What you should do –
Output the following lines as a numbered list, omitting any blank lines. Include every row.

Items listed in a dataset
####################

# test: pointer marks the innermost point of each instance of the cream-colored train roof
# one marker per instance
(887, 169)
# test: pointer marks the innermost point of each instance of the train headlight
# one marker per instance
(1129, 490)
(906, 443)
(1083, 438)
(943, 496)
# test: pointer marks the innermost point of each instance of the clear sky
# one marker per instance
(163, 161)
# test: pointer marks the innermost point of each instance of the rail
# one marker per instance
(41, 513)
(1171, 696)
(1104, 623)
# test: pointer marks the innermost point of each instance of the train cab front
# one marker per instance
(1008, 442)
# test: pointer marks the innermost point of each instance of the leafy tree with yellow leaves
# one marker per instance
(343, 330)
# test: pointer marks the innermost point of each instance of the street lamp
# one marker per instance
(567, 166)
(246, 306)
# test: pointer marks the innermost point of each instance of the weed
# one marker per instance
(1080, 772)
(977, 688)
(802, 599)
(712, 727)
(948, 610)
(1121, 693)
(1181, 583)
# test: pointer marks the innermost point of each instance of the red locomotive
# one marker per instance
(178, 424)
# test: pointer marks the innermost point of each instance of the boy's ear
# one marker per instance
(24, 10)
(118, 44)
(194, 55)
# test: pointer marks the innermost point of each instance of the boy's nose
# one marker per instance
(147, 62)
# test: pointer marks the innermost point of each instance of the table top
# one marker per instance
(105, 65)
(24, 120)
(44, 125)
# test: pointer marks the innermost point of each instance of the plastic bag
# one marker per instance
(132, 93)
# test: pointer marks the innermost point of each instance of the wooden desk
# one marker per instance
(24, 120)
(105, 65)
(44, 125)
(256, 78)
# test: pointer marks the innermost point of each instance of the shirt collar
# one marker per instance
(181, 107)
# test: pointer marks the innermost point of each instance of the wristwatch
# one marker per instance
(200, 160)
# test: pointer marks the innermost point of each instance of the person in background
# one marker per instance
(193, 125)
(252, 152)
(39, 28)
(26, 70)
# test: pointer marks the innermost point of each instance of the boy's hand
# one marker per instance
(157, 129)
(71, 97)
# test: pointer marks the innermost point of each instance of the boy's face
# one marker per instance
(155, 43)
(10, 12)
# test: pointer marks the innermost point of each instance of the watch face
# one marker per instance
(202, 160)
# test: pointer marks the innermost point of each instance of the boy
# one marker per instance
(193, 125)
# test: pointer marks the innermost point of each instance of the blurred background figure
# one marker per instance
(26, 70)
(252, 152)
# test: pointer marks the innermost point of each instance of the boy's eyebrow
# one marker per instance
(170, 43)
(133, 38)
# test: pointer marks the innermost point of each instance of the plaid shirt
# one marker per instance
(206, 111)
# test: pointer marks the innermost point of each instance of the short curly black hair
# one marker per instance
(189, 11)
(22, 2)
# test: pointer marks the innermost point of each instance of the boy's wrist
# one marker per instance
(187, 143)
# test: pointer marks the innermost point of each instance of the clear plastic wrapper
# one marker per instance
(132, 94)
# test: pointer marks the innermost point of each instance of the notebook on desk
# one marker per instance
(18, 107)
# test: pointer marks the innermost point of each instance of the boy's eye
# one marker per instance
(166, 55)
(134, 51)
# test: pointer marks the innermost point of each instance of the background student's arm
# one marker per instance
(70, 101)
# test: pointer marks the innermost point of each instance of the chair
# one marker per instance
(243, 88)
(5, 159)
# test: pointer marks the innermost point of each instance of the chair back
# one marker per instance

####################

Exercise output –
1. # test: pointer marks the innermost point of each instance of the cream-colored train roof
2. # one marker per instance
3. (887, 169)
4. # test: pointer marks the innermost point of each instance of the train headlight
5. # one marker per instance
6. (1129, 490)
7. (906, 443)
8. (1083, 438)
9. (943, 496)
10. # test: pointer marks the innermost point of each instance of the clear sky
11. # one marker per instance
12. (163, 161)
13. # test: pointer marks the innermost point of each instance of the rail
14. # one marker per instance
15. (41, 513)
16. (1171, 696)
17. (1104, 623)
18. # test: pointer marks the innermost point of each instance of the train cab front
19. # one marker per instance
20. (1008, 442)
21. # test: pointer marks the innermost point of each instance of the leafy tree with yellow leaves
22. # one marker per instance
23. (343, 330)
24. # test: pointer marks the innermost point of each instance of the street lamp
25. # one marker per instance
26. (567, 166)
27. (246, 306)
28. # test: pointer marks the innermost point of each instance of the weed
29. # one marker per instance
30. (1080, 772)
31. (977, 688)
32. (802, 599)
33. (712, 727)
34. (948, 610)
35. (1121, 693)
36. (1181, 583)
37. # test: pointer marks the innermost point of each instance of the red locomotive
38. # one marker per instance
39. (178, 424)
40. # test: pointer marks the innermost point of each instance of the boy's ear
41. # one marker per instance
42. (24, 10)
43. (118, 44)
44. (194, 55)
45. # test: pointer marks the innermost point of each instance of the boy's nose
46. # one marker per instance
47. (147, 62)
48. # test: pointer marks the innermost point of each instance of the table top
49. # one marker per instance
50. (105, 65)
51. (24, 120)
52. (44, 125)
53. # test: pointer marks the innermost point of each instance of the plastic bag
54. # one marker per instance
55. (132, 93)
56. # test: pointer marks the innermost point of each instance of the wooden desk
57. # one marker per instance
58. (24, 120)
59. (105, 65)
60. (44, 125)
61. (256, 78)
62. # test: pointer marks the innermost point of each instance of the shirt collar
63. # one marker per instance
64. (181, 107)
65. # test: pointer marks the innermost point of each instance of the wristwatch
66. # one marker per instance
67. (200, 160)
68. # test: pointer marks the innermost point of each instance of the person in background
69. # one marker per instance
70. (193, 125)
71. (252, 152)
72. (39, 28)
73. (26, 70)
74. # test: pointer marks the innermost point of each instance of the boy's hand
75. # one marker per instance
76. (157, 129)
77. (71, 97)
78. # test: pointer marks the innermost point of each instance of the boy's face
79. # one marker per instance
80. (155, 43)
81. (10, 12)
82. # test: pointer marks the innermost point of each instance of the watch face
83. # one marker per instance
84. (202, 160)
85. # test: pointer marks the innermost point of each instance of the boy
86. # one marker per instance
87. (193, 125)
88. # test: pointer marks the innermost point of each instance of the blurred background figure
89. # one marker per instance
90. (26, 70)
91. (252, 152)
92. # test: pointer marks the innermost point of each instance of the boy's eyebrow
93. # one marker per instance
94. (170, 43)
95. (133, 38)
96. # test: pointer marks the innermost point of each instance of the plaid shirt
97. # one marker per instance
98. (206, 111)
99. # test: pointer marks the innermost point of each instance of the short curly black hair
100. # one marker per instance
101. (189, 11)
102. (22, 2)
103. # test: pointer marks the innermost point of each instance of the boy's wrist
104. # one marker per instance
105. (187, 143)
106. # test: pointer marks the innermost point of each instance of the clear plastic wrapper
107. # one marker per instance
108. (132, 94)
109. # test: pointer marks the innermost point of each instance of the notebook on desk
110. # one marker per instance
111. (18, 107)
112. # test: pointer marks the innermost point of each instance of the boy's eye
113. # one marker per instance
114. (166, 55)
115. (134, 51)
116. # test: pointer marks the innermost point of each instance of the background student's arm
117. # one marker per instance
118. (70, 101)
119. # test: pointer marks the innermost point of each instance of the chair
120. # one marker per instance
121. (243, 88)
122. (5, 159)
123. # test: pointer marks the innermost point of each instance of the chair back
124. # one marker per instance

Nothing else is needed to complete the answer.